#### [Reading passage]
Stressing out about shifting public opinion polls? Getting eye-strain from watching races swing from leaning Republican, then fall in the “toss-up” category, lean Democratic, then back again? Would you like to get past the top-line numbers and get a meatier look at who will decide 2022?

The Washington Post has you covered.

Over the past few days, my colleagues have put different voting populations under their microscopes and asked some important questions heading into the midterm elections — and toward the presidential race in 2024.

  • How much did the Supreme Court’s Dobbs decision on abortion change the landscape?
  • Will Democrats reverse losses in support among Hispanic voters?
  • Will young people — “Generation Z” — defy historical trends and actually turn out?

Let’s start with that last question, which Mariana Alfaro took up in a piece out this morning.

“They call themselves the ‘mass shootings generation,’ their perspective shaped by deadly rampages at Newtown, Conn., and Parkland, Fla. They sound the alarm about the devastation caused by climate change. They fear the threats to LGBTQ rights and now the ramifications of the loss of a constitutional right to abortion.”

But when it comes to Americans born between 1997 and 2012, Mariana notes, the big question is this: “Will they vote in numbers to make a difference?”

History offers reasons to be skeptical.

“Only 44 percent of voters ages 18 to 29 participated in the 2016 election, an unenthusiastic turnout compared with the 72 percent of voters 65 and older who showed up to vote that year. The trend has picked up since — 53 percent of young voters participated in the 2020 election, the most-recent presidential election year,” Mariana writes.

#### [Set of tasks]
(A) According to the article on midterm voters, what share of voters ages 18 to 29 took part in the 2016 election?
(B) Carry on writing the article on midterm voters, starting after its last sentence.
The listing that follows comes from a separate source.

#### [Provided data]
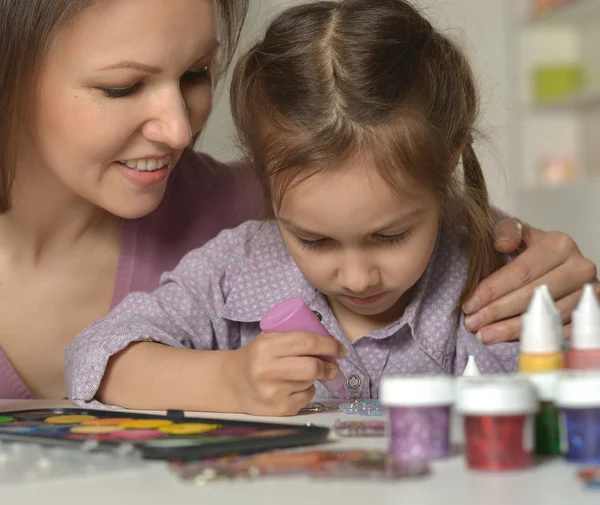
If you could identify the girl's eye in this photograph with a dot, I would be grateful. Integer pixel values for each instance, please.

#### [Task results]
(A) 44 percent

(B)
“Per a Washington Post-ABC News poll published Sept. 25, only 49 percent of young Americans — those between the ages of 19 and 29 — said they are ‘absolutely certain to vote’ in the November midterms, compared with 63 percent of those 30-64 and 84 percent of those 65 and older. And an NPR/Marist poll published on Oct. 6 found that those aged 18-29 are the least likely to vote in November.”

My colleagues Marianna Sotomayor and Silvia Foster-Frau looked at Florida as a microcosm of Democratic struggles with a population that some in the party thought, until recently, would all but ensure the party’s success over the coming years and decades: Hispanic voters.

Marianna and Silvia paint the picture of historic Democratic attempts to connect with Hispanic voters, Democratic pessimism about rolling back GOP gains in Florida, and the ways in which a profoundly diverse group of Americans make demography-is-destiny a foolish forecast.

“Although a majority of Latinos voted Democratic in 2020, the erosion of their support for the party in Florida and South Texas shook the long-standing notion that demographic change in the United States would automatically benefit Democrats,” they reported.

And this caught me by surprise: “In 2020, Latinos had the lowest voter turnout among all race groups, at roughly 54 percent, according to an analysis by the nonpartisan Brennan Center for Justice. That’s roughly 17 percentage points behind the White voter turnout and roughly eight and six percentage points behind Black and Asian turnout, respectively.”

What about women voters? It seems like pundits try every cycle to pin the outcome on an idiosyncratic sub-group of women voters. Remember soccer moms? Security moms? My colleague Dan Balz cut through some of the noise for his inaugural installment of “The Deciders,” which will look at several different populations and the way they’ll shape 2022 and beyond.

Dan’s main question — and it won’t be answered until we have the election results — is how much the Supreme Court’s ruling that ended decades of a constitutional right to access to abortion has changed a midterm election landscape still dominated by concerns about the economy.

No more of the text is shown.